[OBJECTIVE]
Copy out all the records below with each "earns a point" swapped for "gets one point" and nothing else changed. Leave the pictures out.

[INFORMATION PROVIDED]

◇ ◇ ◇

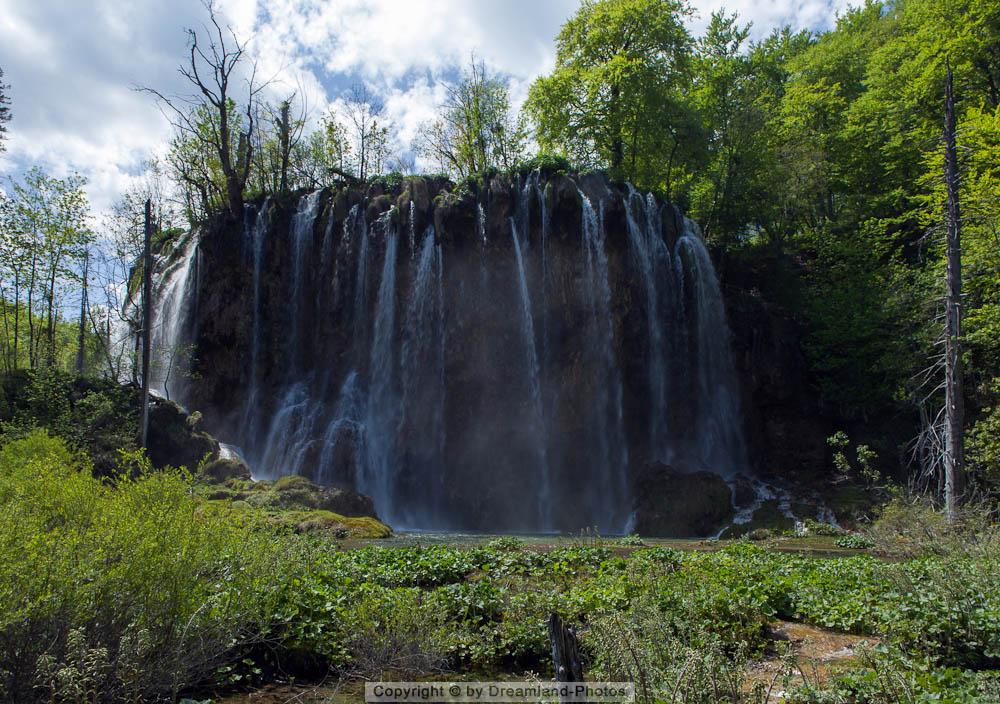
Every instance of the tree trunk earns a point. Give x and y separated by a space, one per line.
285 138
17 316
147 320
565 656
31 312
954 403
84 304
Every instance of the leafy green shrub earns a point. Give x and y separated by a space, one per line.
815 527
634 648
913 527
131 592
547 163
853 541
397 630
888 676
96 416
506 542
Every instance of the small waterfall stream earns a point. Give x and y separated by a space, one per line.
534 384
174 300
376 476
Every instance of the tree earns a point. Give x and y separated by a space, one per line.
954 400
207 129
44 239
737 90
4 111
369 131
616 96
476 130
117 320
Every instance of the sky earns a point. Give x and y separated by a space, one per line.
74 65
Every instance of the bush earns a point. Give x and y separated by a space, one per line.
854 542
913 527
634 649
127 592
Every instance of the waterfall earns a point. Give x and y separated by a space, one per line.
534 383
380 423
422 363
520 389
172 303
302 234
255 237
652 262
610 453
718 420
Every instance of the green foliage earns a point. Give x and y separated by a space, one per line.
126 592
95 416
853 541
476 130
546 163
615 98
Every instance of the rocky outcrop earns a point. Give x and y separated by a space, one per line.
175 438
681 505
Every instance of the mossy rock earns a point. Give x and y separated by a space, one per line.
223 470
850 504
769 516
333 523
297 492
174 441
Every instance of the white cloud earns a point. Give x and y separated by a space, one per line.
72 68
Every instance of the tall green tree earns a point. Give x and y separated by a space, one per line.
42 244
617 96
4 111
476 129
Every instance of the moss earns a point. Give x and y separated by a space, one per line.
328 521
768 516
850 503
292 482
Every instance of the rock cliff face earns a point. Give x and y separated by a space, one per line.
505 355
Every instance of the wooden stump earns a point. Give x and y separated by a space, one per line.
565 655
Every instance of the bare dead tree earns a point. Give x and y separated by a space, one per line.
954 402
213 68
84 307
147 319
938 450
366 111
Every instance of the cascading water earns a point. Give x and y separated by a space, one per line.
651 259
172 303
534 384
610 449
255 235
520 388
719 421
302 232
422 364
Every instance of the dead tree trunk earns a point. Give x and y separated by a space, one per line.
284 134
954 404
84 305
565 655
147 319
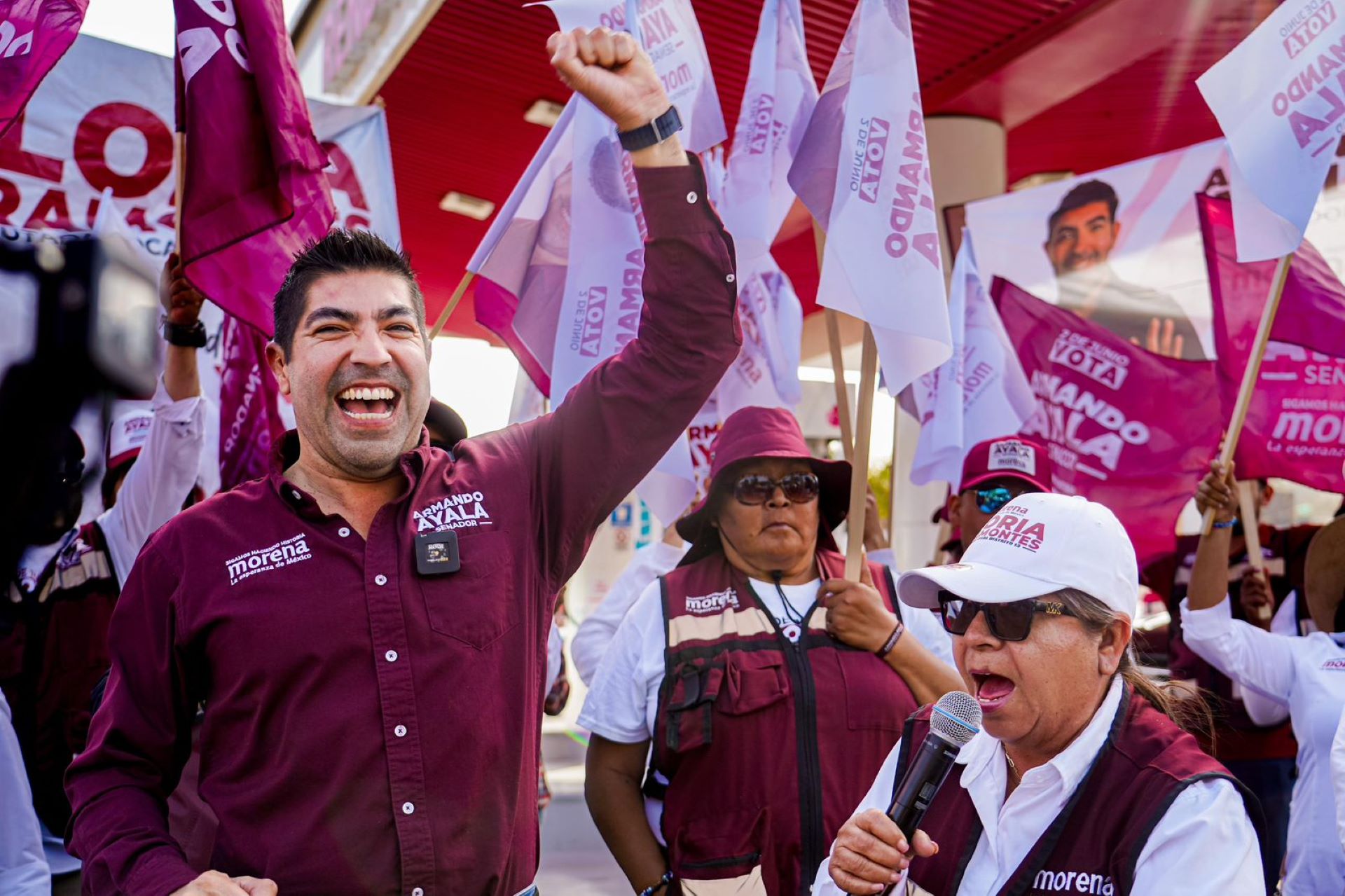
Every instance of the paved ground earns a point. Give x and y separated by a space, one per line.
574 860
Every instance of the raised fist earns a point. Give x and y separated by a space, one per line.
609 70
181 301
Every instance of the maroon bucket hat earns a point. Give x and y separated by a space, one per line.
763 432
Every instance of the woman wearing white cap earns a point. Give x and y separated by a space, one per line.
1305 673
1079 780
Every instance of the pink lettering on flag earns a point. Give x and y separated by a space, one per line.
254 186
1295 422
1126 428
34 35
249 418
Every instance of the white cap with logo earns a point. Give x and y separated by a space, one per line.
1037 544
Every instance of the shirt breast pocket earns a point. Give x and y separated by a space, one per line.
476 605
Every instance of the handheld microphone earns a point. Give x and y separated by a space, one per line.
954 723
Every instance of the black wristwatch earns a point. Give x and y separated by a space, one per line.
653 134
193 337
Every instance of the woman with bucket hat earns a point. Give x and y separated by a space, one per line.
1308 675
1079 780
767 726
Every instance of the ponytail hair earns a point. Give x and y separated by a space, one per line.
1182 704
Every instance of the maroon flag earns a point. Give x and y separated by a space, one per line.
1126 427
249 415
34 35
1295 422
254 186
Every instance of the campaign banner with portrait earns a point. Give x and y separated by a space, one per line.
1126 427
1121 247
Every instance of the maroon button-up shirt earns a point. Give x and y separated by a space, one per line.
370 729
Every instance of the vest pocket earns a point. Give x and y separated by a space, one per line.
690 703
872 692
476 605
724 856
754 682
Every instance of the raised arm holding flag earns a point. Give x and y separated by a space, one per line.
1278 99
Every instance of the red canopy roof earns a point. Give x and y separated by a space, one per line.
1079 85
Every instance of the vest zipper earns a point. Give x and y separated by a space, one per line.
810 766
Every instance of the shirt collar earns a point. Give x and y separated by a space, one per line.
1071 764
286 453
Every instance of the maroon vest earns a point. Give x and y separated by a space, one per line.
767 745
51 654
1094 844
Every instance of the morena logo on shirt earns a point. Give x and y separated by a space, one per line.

◇ ◇ ◇

[EXERCISE SOLUTION]
Every instance of the tree trunk gets one point. Give x and y separated by a space, one per line.
285 138
17 316
147 320
565 656
31 312
954 403
84 304
Every instance of the leafy green shrub gets one point. Give x and y separated by a space, one per line.
815 527
634 648
913 527
131 592
547 163
853 541
397 630
888 676
96 416
506 542
Every instance of the small waterfall stream gets one point. Give x and y separated by a space, one per line.
534 384
174 300
376 476
Every instance of the tree gets one point. Give x and y separated by a space, one per line.
954 400
207 129
44 239
737 90
4 111
369 131
616 96
476 130
117 320
Every instance of the sky gets one point. Give x and y separated by a space, one per line.
74 65
Every instance of the bush gets one point. Give x and y separated by a space, one per line.
854 542
913 527
634 649
127 592
Every instance of the waterfall gets one point. Give x and y separated by a space, one per line.
534 383
380 423
422 363
520 389
172 303
302 234
255 237
652 262
610 453
718 420
Every instance of the green foliage gets one point. Give x and y separated by a space, one per line.
126 592
95 416
853 541
476 130
546 163
615 98
Every instance of the rocky outcrop gets one point. Give x and y separated by a space, one per line.
175 438
681 505
Every instance of the mossy rock gets one point. Give x and y separated by a space, one per line.
223 470
850 504
769 516
333 523
297 492
174 441
Every instance of the white cloud gets one point. Give x and y separated by a space, one per line.
72 68
Every instance of the tall green tree gets one point. Give x and y separated by a space, one per line.
42 244
617 96
4 111
476 129
Every instance of the moss gets one point. Give x and y separated by a space, one per line.
328 521
768 516
850 503
292 482
Every instance of the rock cliff face gets one point. Give x and y separated by a space, one per line.
505 355
Every instance of the wooden stump gets one point. Give x and y separated by a space, one per line.
565 655
Every instance of the bare dead tree gets one point. Give x and y separated by a space, one per line.
954 402
213 68
84 307
147 319
938 450
366 111
Every instance of the cascading water gets one point. Give x and y separated by a space, one per line.
651 259
172 303
534 384
610 449
255 235
520 388
719 421
302 232
422 364
Every instance of the dead tree trunk gets one point. Give x and y separated by a space, one per line.
284 134
954 404
84 305
565 655
147 319
Every instance of the paved ground gets one point. Give x and y separated by a space, one per line.
574 860
Every instance of the raised fist gets one point. Give x and y separated by a space, one per line.
609 70
181 301
Every instance of the maroon bucket hat gets one point. Give x and y separated by a space, one per line.
763 432
Every instance of the woman wearing white cap gets one point. Give x and y separated by a space, one per line.
1305 673
1079 780
Every instance of the pink lettering on flag gets one point. Give x and y separated by a space, one per line.
254 186
1295 422
1126 428
34 35
249 418
Every instance of the white cap with logo gets one point. Give x and y separated by a space, one per line.
1037 544
Every instance of the shirt breast pocket gets one point. Give x and y separated by a space, one per line.
476 605
Every instance of the handheld microphone gets one point. Give x and y separated by a space, one per line.
954 723
Every instance of the black wristwatch gets one point. Give x and y separated by a space, one per line.
653 134
193 337
Every instance of the woman with bucket hat gets one point. Give x and y separated by a space, one per line.
1308 675
1079 780
767 726
Every instance of the ponytail hair gets one point. Give x and y separated by a space, one per line.
1182 704
Every instance of the maroon flag gets one point. Give x and y separated by a space, one per line.
1126 427
249 415
34 35
1295 422
254 186
Every instance of the campaign banner with portrait gets one point. Give x and y separated by a space, one per line.
1126 427
1121 247
Every instance of the maroon button-up shirt gets one point. Give x and y separated by a space, one per line.
370 729
Every instance of the vest pocket gets one point. Give x and y separated by a space, one per line.
690 703
872 692
476 605
724 856
754 682
Every instance of the raised arm holding flag gets one point. Give x and y separated by a space, one per line.
1278 99
Every instance of the red canopy roof gets one point. Give x and y separated by a space, one per line.
1079 85
Every instance of the vest zipper gets one point. Give x and y separated by a space, one per line.
810 766
Every instance of the shirt collar gets one point. Give x and y separated by a space, one per line.
1071 764
286 453
Every instance of the maroon vest gets one point. Give x and y separated by a space, one per line.
767 745
51 654
1094 844
Every instance of the morena logo on shirt gets one point. Give x and y separated by a space, one per line.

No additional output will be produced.